Brontekst>

■ ■ ■ ■ ■

Datum uitspraak: 2 april 2008
Uitspraak in het geding tussen:
[appellanten], woonplaats kiezend te [woonplaats],
het college van burgemeester en wethouders van Nuenen,
Bij besluit van 22 mei 2007 is namens het college van burgemeester en wethouders van Nuenen (hierna: het college) aan [vergunninghouder] een revisievergunning als bedoeld in artikel 8.4, eerste lid, van de Wet milieubeheer verleend voor een paardenmanege aan de [locatie] te [plaats]. Dit besluit is op 31 mei 2007 ter inzage gelegd.
Tegen dit besluit hebben [appellanten] bij brief, bij de Raad van State ingekomen op 6 juli 2007, beroep ingesteld. De gronden van het beroep zijn aangevuld bij brief, bij de Raad van State ingekomen op 2 augustus 2007.
Het college heeft een verweerschrift ingediend.
Na afloop van het vooronderzoek zijn nadere stukken ontvangen van het college. Deze zijn aan de andere partijen toegezonden.
De Afdeling heeft de zaak ter zitting behandeld op 28 februari 2007, waar [appellanten], vertegenwoordigd door mr. G.R.A.G. Goorts, advocaat te Deurne, en het college, vertegenwoordigd door H. Verhoeven, werkzaam bij de Milieudienst Regio Eindhoven, zijn verschenen.
2.1. [appellanten] voeren aan dat de ambtenaar van de SRE Milieudienst die het bestreden besluit heeft ondertekend, niet bevoegd was dit besluit te nemen.
2.1.1. Ingevolge artikel 10:1 van de Algemene wet bestuursrecht wordt onder mandaat verstaan: de bevoegdheid om in naam van een bestuursorgaan besluiten te nemen.
Ingevolge artikel 10:2 van de Algemene wet bestuursrecht geldt een door de gemandateerde binnen de grenzen van zijn bevoegdheid genomen besluit als een besluit van de mandaatgever.
Ingevolge artikel 10:9 van de Algemene wet bestuursrecht kan de mandaatgever toestaan dat ondermandaat wordt verleend.
2.1.2. Uit artikel 13 van het Besluit Algemene Voorwaarden en Bepalingen Mandaat 2005 van het college (hierna: het Mandaatbesluit 2005), respectievelijk uit de bij het Mandaatbesluit 2005 behorende bijlage B, volgt, voor zover hier van belang, dat het college, voor het nemen van beschikkingen op grond van hoofdstuk 8 van de Wet milieubeheer, mandaat heeft verleend aan het Hoofd van de Milieudienst Regio Eindhoven (hierna: MRE) en dat het verlenen van ondermandaat aan het Hoofd van de vestiging Eindhoven van de MRE is toegestaan.

■ ■ ■ ■ ■

Aangeleverde regels>
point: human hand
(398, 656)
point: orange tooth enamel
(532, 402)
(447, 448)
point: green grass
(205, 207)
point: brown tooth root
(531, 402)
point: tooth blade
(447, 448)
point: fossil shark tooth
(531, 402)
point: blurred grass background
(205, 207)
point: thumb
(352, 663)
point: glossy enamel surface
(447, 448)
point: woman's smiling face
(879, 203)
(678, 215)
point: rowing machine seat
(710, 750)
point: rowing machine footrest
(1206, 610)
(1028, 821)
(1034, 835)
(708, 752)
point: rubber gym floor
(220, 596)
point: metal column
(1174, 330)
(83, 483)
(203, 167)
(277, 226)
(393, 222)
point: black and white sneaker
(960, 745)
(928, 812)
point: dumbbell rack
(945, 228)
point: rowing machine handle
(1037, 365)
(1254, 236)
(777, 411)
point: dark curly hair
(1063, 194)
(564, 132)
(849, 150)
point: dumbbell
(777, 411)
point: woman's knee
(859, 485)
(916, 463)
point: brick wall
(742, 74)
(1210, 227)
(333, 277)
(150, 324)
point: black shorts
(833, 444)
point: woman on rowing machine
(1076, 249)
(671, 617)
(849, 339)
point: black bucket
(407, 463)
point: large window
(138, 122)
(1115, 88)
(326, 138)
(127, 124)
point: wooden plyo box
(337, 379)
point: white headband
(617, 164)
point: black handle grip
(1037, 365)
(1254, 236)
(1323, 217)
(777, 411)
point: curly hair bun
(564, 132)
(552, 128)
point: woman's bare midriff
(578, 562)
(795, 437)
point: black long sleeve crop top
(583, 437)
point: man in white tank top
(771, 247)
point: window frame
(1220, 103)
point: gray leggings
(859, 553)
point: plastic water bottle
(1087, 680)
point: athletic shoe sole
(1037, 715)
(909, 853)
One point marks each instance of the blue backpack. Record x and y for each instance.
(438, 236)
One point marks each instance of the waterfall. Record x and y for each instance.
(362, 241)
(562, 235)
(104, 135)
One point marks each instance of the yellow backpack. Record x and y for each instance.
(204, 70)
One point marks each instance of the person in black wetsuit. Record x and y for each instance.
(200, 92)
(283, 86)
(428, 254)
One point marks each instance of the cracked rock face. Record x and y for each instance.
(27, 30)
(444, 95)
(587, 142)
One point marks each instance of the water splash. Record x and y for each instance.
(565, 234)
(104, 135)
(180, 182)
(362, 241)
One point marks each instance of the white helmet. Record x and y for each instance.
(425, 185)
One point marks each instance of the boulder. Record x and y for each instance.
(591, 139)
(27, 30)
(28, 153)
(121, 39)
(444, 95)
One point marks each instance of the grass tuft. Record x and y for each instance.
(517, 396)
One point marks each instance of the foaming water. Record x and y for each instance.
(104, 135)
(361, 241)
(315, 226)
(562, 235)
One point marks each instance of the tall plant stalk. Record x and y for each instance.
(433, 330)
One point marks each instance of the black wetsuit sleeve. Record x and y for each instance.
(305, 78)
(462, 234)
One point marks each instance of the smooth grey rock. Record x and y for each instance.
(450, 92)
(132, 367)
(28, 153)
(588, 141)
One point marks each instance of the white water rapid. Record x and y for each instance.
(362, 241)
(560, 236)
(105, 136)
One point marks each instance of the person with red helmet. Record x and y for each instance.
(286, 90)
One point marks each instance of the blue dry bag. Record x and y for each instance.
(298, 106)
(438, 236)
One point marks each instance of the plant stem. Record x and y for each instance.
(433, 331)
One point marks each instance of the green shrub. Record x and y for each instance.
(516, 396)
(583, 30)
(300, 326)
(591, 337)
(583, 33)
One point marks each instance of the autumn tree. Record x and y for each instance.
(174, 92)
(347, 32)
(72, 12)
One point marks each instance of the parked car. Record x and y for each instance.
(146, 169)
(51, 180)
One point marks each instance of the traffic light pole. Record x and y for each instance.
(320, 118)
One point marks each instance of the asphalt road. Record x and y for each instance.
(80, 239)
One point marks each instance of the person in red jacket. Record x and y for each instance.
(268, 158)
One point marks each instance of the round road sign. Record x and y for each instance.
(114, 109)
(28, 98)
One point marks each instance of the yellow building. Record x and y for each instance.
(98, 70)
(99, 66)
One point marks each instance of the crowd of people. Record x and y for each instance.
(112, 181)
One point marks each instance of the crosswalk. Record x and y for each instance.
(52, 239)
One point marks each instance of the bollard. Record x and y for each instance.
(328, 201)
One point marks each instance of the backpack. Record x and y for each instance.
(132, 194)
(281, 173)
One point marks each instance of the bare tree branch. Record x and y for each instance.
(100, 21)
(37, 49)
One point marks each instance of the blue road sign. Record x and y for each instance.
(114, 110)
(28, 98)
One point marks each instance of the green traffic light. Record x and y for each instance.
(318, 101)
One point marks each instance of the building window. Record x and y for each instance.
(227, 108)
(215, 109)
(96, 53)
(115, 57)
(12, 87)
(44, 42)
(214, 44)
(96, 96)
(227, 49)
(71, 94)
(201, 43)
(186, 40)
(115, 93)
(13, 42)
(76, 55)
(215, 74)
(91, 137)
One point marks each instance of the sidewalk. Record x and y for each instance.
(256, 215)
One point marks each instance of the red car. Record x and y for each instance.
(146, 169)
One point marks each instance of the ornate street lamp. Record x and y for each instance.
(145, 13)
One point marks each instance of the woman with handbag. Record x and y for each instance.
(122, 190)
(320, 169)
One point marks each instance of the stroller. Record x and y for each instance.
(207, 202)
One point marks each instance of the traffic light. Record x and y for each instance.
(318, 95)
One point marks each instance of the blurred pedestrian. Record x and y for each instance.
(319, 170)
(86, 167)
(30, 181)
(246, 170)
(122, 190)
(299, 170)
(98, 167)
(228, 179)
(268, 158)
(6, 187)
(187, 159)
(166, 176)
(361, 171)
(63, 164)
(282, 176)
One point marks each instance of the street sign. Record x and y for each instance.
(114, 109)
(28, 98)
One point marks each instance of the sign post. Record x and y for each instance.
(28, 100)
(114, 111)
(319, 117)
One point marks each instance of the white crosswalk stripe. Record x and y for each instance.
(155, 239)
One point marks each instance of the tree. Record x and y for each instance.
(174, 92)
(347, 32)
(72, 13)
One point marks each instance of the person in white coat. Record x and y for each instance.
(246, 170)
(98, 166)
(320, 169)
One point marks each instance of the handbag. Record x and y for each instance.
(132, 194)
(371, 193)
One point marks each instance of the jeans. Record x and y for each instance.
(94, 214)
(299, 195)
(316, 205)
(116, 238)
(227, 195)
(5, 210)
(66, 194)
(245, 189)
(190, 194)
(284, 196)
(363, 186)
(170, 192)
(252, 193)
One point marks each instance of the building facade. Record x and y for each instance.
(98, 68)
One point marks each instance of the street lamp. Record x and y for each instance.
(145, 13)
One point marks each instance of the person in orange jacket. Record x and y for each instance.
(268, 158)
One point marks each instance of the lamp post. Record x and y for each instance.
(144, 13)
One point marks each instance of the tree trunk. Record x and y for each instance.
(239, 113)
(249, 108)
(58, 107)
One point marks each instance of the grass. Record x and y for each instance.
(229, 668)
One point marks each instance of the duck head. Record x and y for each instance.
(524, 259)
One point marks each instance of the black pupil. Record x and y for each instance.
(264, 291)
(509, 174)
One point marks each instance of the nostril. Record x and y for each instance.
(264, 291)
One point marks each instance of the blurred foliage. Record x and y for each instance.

■ ■ ■ ■ ■

Uit te voeren taken>
a: Typ uit de uitspraak alles over, vanaf "Tegen dit besluit" tot en met "andere partijen toegezonden.".
b: Op welke datum is het besluit van het college volgens de uitspraak ter inzage gelegd?
c: Zet de uitspraak over de revisievergunning voor de paardenmanege voort vanaf het punt waar de tekst ophoudt.
De regels vormen afzonderlijk materiaal dat los staat van de uitspraak.

Schriftelijke antwoorden>
a:
Tegen dit besluit hebben [appellanten] bij brief, bij de Raad van State ingekomen op 6 juli 2007, beroep ingesteld. De gronden van het beroep zijn aangevuld bij brief, bij de Raad van State ingekomen op 2 augustus 2007.
Het college heeft een verweerschrift ingediend.
Na afloop van het vooronderzoek zijn nadere stukken ontvangen van het college. Deze zijn aan de andere partijen toegezonden.

b: Het besluit is op 31 mei 2007 ter inzage gelegd.

c:
Het bestreden besluit is genomen door de afdelingsmanager van de afdeling Helmond van de MRE. Het Mandaatbesluit 2005 biedt hiervoor geen grondslag. Dat, zoals het college heeft uiteengezet, de gemandateerde ondermandaat heeft verleend aan het afdelingshoofd van de afdeling Helmond van de MRE maakt dit niet anders. Ingevolge artikel 10:9 van de Algemene wet bestuursrecht is het aan de mandaatgever om toe te staan dat ondermandaat wordt verleend. Blijkens bijlage B bij diens Mandaatbesluit 2005 heeft het college dit slechts toegestaan voor zover dit het Hoofd van de vestiging Eindhoven van de MRE betreft. Het bestreden besluit is dan ook onbevoegd genomen. De beroepsgrond slaagt.
2.2. Het beroep is gegrond. Het bestreden besluit komt voor vernietiging in aanmerking.
2.3. Het college dient op na te melden wijze tot vergoeding van de proceskosten te worden veroordeeld.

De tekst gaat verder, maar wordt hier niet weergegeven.